* ABOUT THIS TASK:
Every record below must come back exactly as given.

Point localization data
============
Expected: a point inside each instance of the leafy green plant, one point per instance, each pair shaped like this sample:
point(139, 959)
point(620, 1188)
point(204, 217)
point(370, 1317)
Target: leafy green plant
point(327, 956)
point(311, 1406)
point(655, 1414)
============
* ANSWER FOR THE TASK:
Expected: a point inside each instance of the leafy green plant, one point per instance, each pair shaped like this sample:
point(139, 959)
point(620, 1188)
point(204, 217)
point(370, 1317)
Target: leafy green plant
point(327, 956)
point(311, 1406)
point(655, 1414)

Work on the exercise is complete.